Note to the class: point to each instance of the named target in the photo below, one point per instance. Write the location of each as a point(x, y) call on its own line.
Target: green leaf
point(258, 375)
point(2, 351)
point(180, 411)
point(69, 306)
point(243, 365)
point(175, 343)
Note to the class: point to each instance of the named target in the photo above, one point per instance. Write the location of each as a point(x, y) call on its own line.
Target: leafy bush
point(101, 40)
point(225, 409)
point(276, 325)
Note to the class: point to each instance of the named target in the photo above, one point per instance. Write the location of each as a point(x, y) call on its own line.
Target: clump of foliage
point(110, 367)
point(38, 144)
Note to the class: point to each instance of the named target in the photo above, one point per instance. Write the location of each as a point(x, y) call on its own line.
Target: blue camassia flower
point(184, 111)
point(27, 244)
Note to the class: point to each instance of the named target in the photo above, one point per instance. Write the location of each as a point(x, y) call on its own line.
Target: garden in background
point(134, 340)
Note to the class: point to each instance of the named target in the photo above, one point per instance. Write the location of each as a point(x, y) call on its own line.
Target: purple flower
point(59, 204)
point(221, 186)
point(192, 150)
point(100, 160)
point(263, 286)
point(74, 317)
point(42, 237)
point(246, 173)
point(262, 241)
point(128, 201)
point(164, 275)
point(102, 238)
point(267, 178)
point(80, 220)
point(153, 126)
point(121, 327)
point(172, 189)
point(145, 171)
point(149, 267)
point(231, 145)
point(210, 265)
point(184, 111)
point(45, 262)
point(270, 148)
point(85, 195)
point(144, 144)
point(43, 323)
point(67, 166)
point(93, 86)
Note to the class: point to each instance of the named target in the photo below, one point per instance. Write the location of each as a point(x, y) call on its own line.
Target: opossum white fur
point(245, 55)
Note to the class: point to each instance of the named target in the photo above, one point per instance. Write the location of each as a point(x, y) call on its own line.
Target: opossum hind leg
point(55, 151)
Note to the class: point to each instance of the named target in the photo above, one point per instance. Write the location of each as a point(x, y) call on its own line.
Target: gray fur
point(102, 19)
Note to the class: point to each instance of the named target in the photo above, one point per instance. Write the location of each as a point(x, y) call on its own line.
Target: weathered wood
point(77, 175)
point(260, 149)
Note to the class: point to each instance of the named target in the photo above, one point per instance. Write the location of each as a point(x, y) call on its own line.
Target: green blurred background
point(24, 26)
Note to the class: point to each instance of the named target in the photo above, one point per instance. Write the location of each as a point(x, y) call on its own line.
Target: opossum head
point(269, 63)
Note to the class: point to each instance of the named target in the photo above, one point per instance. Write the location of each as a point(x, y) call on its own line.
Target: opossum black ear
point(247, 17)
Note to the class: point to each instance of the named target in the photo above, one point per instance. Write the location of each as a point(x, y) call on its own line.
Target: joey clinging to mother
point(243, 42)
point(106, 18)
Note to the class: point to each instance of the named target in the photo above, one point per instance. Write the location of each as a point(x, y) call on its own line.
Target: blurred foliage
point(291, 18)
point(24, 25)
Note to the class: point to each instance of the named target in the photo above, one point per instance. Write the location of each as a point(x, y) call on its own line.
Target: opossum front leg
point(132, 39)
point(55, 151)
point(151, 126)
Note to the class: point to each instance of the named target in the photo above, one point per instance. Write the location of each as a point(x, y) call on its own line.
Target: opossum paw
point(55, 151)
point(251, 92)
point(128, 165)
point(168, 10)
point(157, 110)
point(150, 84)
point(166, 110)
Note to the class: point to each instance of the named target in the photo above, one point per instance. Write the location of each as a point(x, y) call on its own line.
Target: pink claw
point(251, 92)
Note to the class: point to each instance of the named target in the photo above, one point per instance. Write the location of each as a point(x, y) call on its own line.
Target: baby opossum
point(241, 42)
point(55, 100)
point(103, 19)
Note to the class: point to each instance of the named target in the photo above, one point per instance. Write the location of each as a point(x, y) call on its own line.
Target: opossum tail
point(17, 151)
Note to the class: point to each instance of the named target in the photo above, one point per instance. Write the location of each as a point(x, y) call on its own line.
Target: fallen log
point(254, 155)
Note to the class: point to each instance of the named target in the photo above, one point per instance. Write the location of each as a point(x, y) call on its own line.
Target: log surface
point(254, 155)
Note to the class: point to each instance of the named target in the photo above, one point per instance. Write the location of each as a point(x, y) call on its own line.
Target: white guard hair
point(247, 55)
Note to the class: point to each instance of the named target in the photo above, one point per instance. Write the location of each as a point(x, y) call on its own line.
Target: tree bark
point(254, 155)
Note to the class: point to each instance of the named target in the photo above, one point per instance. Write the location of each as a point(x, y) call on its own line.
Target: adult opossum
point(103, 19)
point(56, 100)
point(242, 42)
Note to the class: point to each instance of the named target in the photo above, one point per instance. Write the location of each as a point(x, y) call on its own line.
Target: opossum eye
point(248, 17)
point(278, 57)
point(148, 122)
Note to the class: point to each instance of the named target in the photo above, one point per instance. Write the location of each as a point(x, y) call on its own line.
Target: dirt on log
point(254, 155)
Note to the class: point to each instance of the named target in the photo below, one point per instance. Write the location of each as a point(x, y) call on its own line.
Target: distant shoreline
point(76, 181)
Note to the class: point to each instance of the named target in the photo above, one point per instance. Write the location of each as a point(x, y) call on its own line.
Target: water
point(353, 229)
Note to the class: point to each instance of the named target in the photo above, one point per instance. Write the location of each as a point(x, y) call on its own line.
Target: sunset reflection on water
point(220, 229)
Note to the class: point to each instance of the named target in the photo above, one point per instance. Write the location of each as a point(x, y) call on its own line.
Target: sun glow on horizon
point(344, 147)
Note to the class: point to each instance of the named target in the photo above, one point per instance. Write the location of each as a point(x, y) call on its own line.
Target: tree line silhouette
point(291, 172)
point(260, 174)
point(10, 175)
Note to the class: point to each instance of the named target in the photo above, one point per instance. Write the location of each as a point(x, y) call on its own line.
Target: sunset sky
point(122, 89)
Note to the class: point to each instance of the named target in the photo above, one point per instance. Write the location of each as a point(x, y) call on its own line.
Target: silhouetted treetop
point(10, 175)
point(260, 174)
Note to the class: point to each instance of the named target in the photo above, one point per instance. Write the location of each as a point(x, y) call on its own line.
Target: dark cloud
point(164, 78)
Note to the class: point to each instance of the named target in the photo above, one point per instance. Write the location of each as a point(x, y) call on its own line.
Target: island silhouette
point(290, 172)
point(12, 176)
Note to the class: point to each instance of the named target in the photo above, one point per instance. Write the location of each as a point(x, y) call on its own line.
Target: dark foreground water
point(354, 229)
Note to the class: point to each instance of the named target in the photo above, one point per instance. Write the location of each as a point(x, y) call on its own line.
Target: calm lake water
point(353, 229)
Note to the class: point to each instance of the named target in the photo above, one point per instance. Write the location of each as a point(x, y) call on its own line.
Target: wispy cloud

» **TASK DIRECTIONS**:
Return the listing above word for word.

» **EXERCISE RESULT**:
Note to the class: point to each instance of the named target in the photo below, one point per instance. Write the location of each as a point(x, y) call on its own line.
Target: green leaf
point(258, 375)
point(2, 351)
point(180, 411)
point(69, 306)
point(243, 365)
point(175, 343)
Note to the class: point to each instance of the named target in the photo above, one point per instance. Write the location of each as a point(x, y) call on its own line.
Target: leafy bush
point(101, 40)
point(225, 409)
point(276, 325)
Note to the class: point to each instance of the named target in the photo above, one point per instance. Write the location of each as a point(x, y) call on its own line.
Target: clump of foliage
point(110, 367)
point(38, 144)
Note to the class: point to each instance of the named target in the photo above, one point per instance. Write the location of each as a point(x, y) call on its own line.
Target: blue camassia flower
point(184, 111)
point(27, 244)
Note to the class: point to each instance of the named target in the photo above, one point per instance. Write the location of each as a point(x, y) call on its own line.
Target: garden in background
point(134, 340)
Note to the class: point to each instance of the named target in the photo above, one point per instance. Write the location of each as a point(x, y) call on its own line.
Target: purple flower
point(59, 204)
point(221, 186)
point(192, 150)
point(100, 160)
point(263, 286)
point(74, 317)
point(42, 237)
point(246, 173)
point(262, 241)
point(128, 201)
point(164, 275)
point(102, 238)
point(267, 178)
point(80, 220)
point(153, 126)
point(121, 327)
point(172, 189)
point(145, 171)
point(149, 267)
point(231, 145)
point(210, 265)
point(184, 111)
point(45, 262)
point(270, 148)
point(85, 195)
point(144, 144)
point(43, 323)
point(67, 166)
point(93, 86)
Note to the class: point to each instance of the named target in the photo below, one point per instance. Write the location of each as a point(x, y) call on its own line.
Target: opossum white fur
point(245, 55)
Note to the class: point to each instance of the named target in the photo above, one point per instance. Write the location of each as a point(x, y) call on its own line.
Target: opossum hind leg
point(55, 151)
Note to the class: point to each instance of the named target in the photo above, one point per instance. Write the location of each as a point(x, y) call on its own line.
Target: gray fur
point(102, 19)
Note to the class: point to each instance of the named target in the photo above, one point per instance. Write the location of each as a point(x, y) call on its own line.
Target: weathered wood
point(77, 175)
point(260, 149)
Note to the class: point to each instance of the named target in the photo above, one point per instance. Write the location of each as a point(x, y) call on its own line.
Target: green blurred background
point(24, 26)
Note to the class: point to each instance of the named target in the photo above, one point per instance. Write the location of each as a point(x, y) call on its own line.
Target: opossum head
point(269, 63)
Note to the class: point to each instance of the named target in the photo above, one point per instance. Write the location of each as a point(x, y) call on its own line.
Target: opossum black ear
point(247, 17)
Note to the class: point to each instance of the named target in the photo above, one point per instance. Write the location of each as a point(x, y) call on its own line.
Target: joey clinging to mother
point(243, 42)
point(106, 18)
Note to the class: point to each instance of the named target in the photo above, one point per instance. Write the location of each as a point(x, y) call on its own line.
Target: blurred foliage
point(291, 18)
point(24, 25)
Note to the class: point to each instance of the named target in the photo above, one point per instance. Write the location of each as a point(x, y) call on its own line.
Target: opossum front leg
point(132, 39)
point(55, 151)
point(151, 126)
Note to the class: point to each instance of the named target in the photo above, one point per instance. Write the location of each as a point(x, y) call on its own line.
Target: opossum paw
point(55, 151)
point(251, 92)
point(128, 165)
point(168, 10)
point(157, 110)
point(150, 84)
point(166, 110)
Note to the class: point to each instance of the named target in the photo above, one point per instance. Write the location of each as a point(x, y) call on its own line.
Target: pink claw
point(251, 92)
Note to the class: point to each instance of the named target in the photo above, one point per instance. Write the location of each as a point(x, y) call on its own line.
Target: baby opossum
point(241, 42)
point(55, 100)
point(103, 19)
Note to the class: point to each instance of the named target in the photo above, one point per instance. Write the location of each as a point(x, y) call on its own line.
Target: opossum tail
point(17, 151)
Note to the class: point to each instance of the named target in the photo above, one point per instance. Write the location of each as a point(x, y) call on its own line.
Target: fallen log
point(254, 155)
Note to the class: point to each instance of the named target in the photo above, one point per instance. Write the location of each as a point(x, y) call on its own line.
Target: log surface
point(254, 155)
Note to the class: point to each instance of the named target in the photo above, one point per instance. Write the location of each as a point(x, y) call on its own line.
Target: white guard hair
point(247, 55)
Note to the class: point to each instance of the named target in the photo above, one point per instance. Write the location of each as a point(x, y) call on its own line.
Target: tree bark
point(254, 155)
Note to the class: point to each instance of the named target in the photo above, one point per instance. Write the location of each as a point(x, y) call on its own line.
Target: adult opossum
point(103, 19)
point(56, 100)
point(242, 42)
Note to the class: point to each instance of the named target in the photo above, one point per instance. Write the location of each as a point(x, y) call on its own line.
Target: opossum eye
point(248, 17)
point(278, 57)
point(148, 122)
Note to the class: point to each instance of the named target in the photo above, one point per instance. Write the location of each as a point(x, y) call on its own line.
Target: dirt on log
point(254, 155)
Note to the class: point to each instance of the named target in the photo below, one point per instance. Write the location of each as a point(x, y) call on its own line.
Target: distant shoreline
point(76, 181)
Note to the class: point to each instance of the named target in the photo above, one point per instance. Write the location of each as a point(x, y) call on its own line.
Target: water
point(353, 229)
Note to the class: point to each instance of the named target in the photo above, one point per instance. Write the location of each as a point(x, y) call on its own line.
Target: sunset reflection on water
point(220, 229)
Note to the class: point to each instance of the named target in the photo above, one point per instance. Write the location of each as a point(x, y) call on its own line.
Target: sun glow on horizon
point(344, 147)
Note to the class: point to each instance of the named target in the photo above, one point per instance. Write the location of each as a point(x, y) call on its own line.
Target: tree line silhouette
point(291, 172)
point(260, 174)
point(10, 175)
Note to the class: point to each instance of the named target in the photo above, one point per instance. Write the location of each as a point(x, y) call on its own line.
Target: sunset sky
point(122, 89)
Note to the class: point to each instance of the named target in the photo above, one point per instance. Write the location of each as a point(x, y) call on its own line.
Target: silhouetted treetop
point(10, 175)
point(260, 174)
Note to the class: point to each instance of the named target in the photo above, one point per instance. Write the location of each as a point(x, y) call on its own line.
Target: dark cloud
point(164, 78)
Note to the class: point to each instance of the named target in the photo above, one point per instance. Write the location of each as a point(x, y) call on its own line.
Target: island silhouette
point(290, 172)
point(12, 176)
Note to the class: point to each instance of the named target in the photo above, one point per instance. Write the location of each as a point(x, y) call on its own line.
Target: dark foreground water
point(354, 229)
Note to the class: point to each instance of the named target in the photo above, one point per instance. Write the location of each as a point(x, y) call on its own line.
Target: calm lake water
point(353, 229)
Note to the class: point to each instance of the named target in the photo above, one point per instance. Write the location of each as a point(x, y) call on its own line.
Target: wispy cloud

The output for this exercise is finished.